§ **TASK BRIEF**:
Please retype every record below exactly, leaving the pictures out.

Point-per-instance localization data
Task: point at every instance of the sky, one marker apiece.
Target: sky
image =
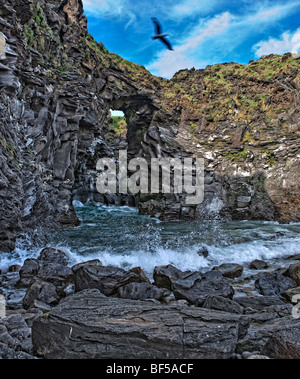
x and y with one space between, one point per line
202 32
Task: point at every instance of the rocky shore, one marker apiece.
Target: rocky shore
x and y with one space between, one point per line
55 311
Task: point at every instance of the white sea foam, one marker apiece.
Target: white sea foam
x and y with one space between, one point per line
119 237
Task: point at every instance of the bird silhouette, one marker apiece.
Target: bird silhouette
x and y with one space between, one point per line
159 34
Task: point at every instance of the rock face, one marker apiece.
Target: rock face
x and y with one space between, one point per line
121 314
134 330
57 87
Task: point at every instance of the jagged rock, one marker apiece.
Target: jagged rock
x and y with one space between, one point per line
140 291
57 87
277 339
258 303
53 256
223 304
41 291
230 270
257 264
294 273
79 327
275 283
164 276
107 279
196 287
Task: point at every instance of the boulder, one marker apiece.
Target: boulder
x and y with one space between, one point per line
56 273
258 303
293 293
230 270
203 252
223 304
88 325
41 291
164 276
294 273
257 264
105 278
273 283
196 287
53 256
276 339
28 271
92 262
140 291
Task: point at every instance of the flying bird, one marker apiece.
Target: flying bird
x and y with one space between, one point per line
159 34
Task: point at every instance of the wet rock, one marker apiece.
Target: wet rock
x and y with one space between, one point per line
79 327
230 270
15 336
140 272
283 345
275 283
164 276
223 304
53 256
41 291
285 329
203 252
291 294
105 278
140 291
258 303
48 271
258 356
196 287
28 271
92 262
294 273
14 268
257 264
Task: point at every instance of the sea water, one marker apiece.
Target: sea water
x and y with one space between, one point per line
119 236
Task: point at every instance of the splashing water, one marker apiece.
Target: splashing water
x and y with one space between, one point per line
119 236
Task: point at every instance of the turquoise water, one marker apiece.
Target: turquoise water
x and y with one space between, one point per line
119 236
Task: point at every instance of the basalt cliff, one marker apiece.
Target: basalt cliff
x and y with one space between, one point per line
57 86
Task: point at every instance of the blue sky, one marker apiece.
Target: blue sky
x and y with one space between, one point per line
202 32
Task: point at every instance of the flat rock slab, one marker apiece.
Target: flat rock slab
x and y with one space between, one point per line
89 325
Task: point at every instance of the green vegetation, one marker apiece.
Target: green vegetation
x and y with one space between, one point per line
237 155
118 125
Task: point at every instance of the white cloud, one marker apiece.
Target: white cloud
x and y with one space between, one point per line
109 8
190 7
169 62
289 42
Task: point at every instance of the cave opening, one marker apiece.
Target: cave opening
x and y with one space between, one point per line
124 127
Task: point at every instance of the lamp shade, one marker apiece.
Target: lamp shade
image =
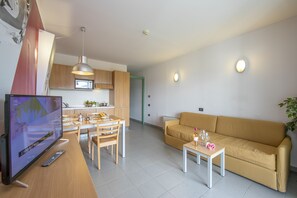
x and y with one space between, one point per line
176 77
240 65
82 67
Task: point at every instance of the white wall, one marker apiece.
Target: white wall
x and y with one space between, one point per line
77 98
208 78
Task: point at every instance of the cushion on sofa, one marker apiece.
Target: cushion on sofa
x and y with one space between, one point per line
266 132
200 121
253 152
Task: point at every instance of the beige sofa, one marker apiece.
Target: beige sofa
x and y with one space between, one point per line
256 149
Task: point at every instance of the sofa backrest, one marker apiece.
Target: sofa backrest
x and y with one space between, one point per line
266 132
200 121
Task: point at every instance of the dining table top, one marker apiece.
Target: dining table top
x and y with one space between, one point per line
99 120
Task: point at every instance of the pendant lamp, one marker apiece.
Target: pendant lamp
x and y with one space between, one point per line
82 67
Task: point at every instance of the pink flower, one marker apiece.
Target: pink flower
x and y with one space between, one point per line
210 146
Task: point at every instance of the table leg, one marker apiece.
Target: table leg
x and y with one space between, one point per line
184 159
123 139
223 163
209 172
198 159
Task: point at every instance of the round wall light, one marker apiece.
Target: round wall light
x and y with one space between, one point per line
176 77
241 65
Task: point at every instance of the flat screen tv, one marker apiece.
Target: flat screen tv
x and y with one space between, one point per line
32 125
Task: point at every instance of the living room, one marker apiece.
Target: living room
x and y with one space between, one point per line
204 59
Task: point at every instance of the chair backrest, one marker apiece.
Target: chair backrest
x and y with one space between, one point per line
70 126
108 128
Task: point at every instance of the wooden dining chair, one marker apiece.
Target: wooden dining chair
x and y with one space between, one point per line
107 135
70 126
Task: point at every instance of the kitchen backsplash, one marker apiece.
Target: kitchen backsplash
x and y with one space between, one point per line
77 98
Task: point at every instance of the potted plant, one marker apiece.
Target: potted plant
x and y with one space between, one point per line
291 110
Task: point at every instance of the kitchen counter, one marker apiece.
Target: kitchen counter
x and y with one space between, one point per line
77 108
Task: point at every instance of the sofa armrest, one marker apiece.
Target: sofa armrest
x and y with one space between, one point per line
170 123
283 164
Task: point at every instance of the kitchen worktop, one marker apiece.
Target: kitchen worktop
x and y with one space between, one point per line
73 108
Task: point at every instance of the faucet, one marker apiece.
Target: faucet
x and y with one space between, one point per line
66 105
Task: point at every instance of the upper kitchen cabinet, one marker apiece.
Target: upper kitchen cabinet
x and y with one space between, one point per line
103 79
89 77
61 77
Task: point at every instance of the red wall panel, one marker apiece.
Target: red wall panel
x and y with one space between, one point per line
25 77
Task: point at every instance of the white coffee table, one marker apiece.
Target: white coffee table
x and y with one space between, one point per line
208 154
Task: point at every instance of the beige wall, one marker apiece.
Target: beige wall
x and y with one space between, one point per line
209 80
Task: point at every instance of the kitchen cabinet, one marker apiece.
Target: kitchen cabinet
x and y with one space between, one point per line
108 111
61 77
103 79
90 77
68 111
121 95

§ **RESPONSE TO THE TASK**:
Task: point at every instance of the sky, one marker apiece.
Target: sky
image =
x and y with one space between, one point per line
202 32
Task: point at every instance of the rocky shore, one marker apiece.
Target: rocky shore
x and y with one space between, one point per line
55 311
Task: point at every instance of the white sea foam, one marker apiece.
Target: white sea foam
x and y with one space between, one point per line
119 237
Task: point at every instance of the bird silhouette, one marker apiece.
Target: bird silhouette
x and y with one space between, one point per line
159 34
Task: point at every instance of the rock face, one marker apiece.
Target: rock face
x and y with one space between, one point per line
121 314
134 330
57 87
Task: point at every instance of the jagged rock, one marker apiece.
Target: jagged rock
x and y with one space between, one point per line
140 291
57 87
277 339
258 303
53 256
223 304
41 291
230 270
257 264
294 273
79 327
275 283
164 276
107 279
196 287
Task: point at every instance of the boulder, one marker apiece.
Target: boulder
x and y with one space between, one point per line
56 273
258 303
293 293
230 270
203 252
223 304
88 325
41 291
164 276
294 273
257 264
105 278
273 283
196 287
53 256
276 339
28 271
92 262
140 291
Task: point at every instance of the flying bird, one marker apiece.
Target: flying bird
x and y with one space between, one point per line
159 34
Task: point at every instance of the wet rock, one marker apiece.
Target: wet rock
x and y with one space between, one point per line
79 327
230 270
15 336
140 272
283 345
275 283
164 276
223 304
53 256
41 291
285 329
203 252
291 294
105 278
140 291
258 303
48 271
258 356
196 287
28 271
92 262
294 273
14 268
257 264
Task: point at every instance of the sea water, one marker apiece.
Target: sea water
x and y with one space between, one point per line
119 236
Task: point at every instance of the splashing water, one marker apiece.
Target: splashing water
x and y with one space between, one point per line
119 236
Task: point at every instance of the turquoise water, one marker apiece.
Target: turquoise water
x and y with one space between, one point per line
119 236
Task: point at every instance of the basalt cliff, one marker apiece.
Target: basalt cliff
x and y with one space between, one point per line
57 86
Task: point at every instance of the blue sky, one marker apiece.
Target: blue sky
x and y with one space between, one point per line
202 32
Task: point at every instance of the flat rock slab, one marker apiece.
Target: flat rock slab
x and y with one space between, one point per line
89 325
Task: point at every instance of the green vegetation, one marker apiece.
Target: green vegetation
x and y with one space between, one point per line
237 155
118 125
Task: point at every instance of the white cloud, one marker apiece.
Target: white cloud
x and y with one space between, one point per line
109 8
190 7
169 62
289 42
Task: point at every instance of the cave opening, one marker apiece.
Target: cave opening
x and y with one space between, one point per line
124 127
Task: point at every instance of the lamp shade, one marker apiece.
Target: lamp shade
image =
x and y with one space between, one point per line
176 77
240 65
82 67
Task: point at every instance of the white wall, one marker apiece.
Target: white wall
x and y with one space between, one point per line
77 98
208 78
Task: point at every instance of the cushion on sofa, one marker apiece.
Target: cushion on sofa
x and y with one space between, one point per line
266 132
200 121
253 152
Task: point at every instance of the beige sofa, one marker apiece.
Target: beige sofa
x and y with one space between, one point per line
256 149
Task: point at every instance of the sofa backrest, one marker apiece.
Target: sofa backrest
x and y with one space between, one point per line
266 132
200 121
Task: point at every instance of the dining table top, one marker apiece.
Target: dining table top
x and y with one space between, one point per line
99 120
Task: point at every instance of the pendant lamp, one marker apiece.
Target: pendant lamp
x and y with one space between, one point per line
82 67
Task: point at every instance of the pink flower, one marker apiece.
Target: pink flower
x and y with one space between, one point per line
210 146
Task: point at every instance of the table leg, one marker apiece.
Target: table leg
x and y with one space between, one point per line
184 159
123 139
223 163
209 172
198 159
Task: point at every instance of the round wall light, one marker apiece.
Target: round wall light
x and y with one space between, one point per line
176 77
241 65
Task: point at every instance of the flat screen tv, one marker apiece.
Target: flat screen tv
x and y with one space between, one point per line
32 125
Task: point at every instance of the living room, one marker apiece.
Target: living room
x and y with one space between, one point per line
204 59
Task: point at every instance of the chair backrest, one marker apiece.
Target: chair backrest
x and y with one space between, one point per line
70 126
108 128
Task: point at every instance of the wooden dining chair, one marker apiece.
Target: wooden dining chair
x and y with one space between, one point per line
107 135
70 126
Task: point at every instance of the kitchen backsplash, one marker apiece.
Target: kitchen backsplash
x and y with one space between, one point per line
77 98
Task: point at every instance of the potted plant, one marker apiece.
Target: potted plant
x and y with one space between, one point per line
291 110
Task: point at every instance of the kitchen counter, one marker apiece.
Target: kitchen counter
x and y with one space between, one point per line
77 108
Task: point at every instance of the sofa armrest, one marker apiece.
Target: sofa armrest
x and y with one space between, one point per line
170 123
283 164
Task: point at every instance of the kitchen worktop, one marker apiece.
Target: kitchen worktop
x and y with one space between, one point per line
73 108
Task: point at every instance of the faucet, one marker apiece.
Target: faucet
x and y with one space between, one point per line
66 105
Task: point at every instance of the upper kitchen cabinet, one marker apiece.
Target: upper kitchen cabinet
x and y with one space between, one point per line
103 79
89 77
61 77
Task: point at every instance of the red wall panel, one marker apiece.
Target: red wall panel
x and y with one space between, one point per line
25 77
Task: point at every instance of the white coffee table, one marker apiece.
Target: white coffee table
x and y with one space between, one point per line
208 154
Task: point at every instance of the beige wall, one marker apiece.
Target: beige wall
x and y with one space between, one point per line
209 80
Task: point at every instance of the kitchen cabinet, one marker apiece.
Target: kitchen cabinet
x and y with one space between, one point per line
108 111
61 77
103 79
90 77
68 111
121 95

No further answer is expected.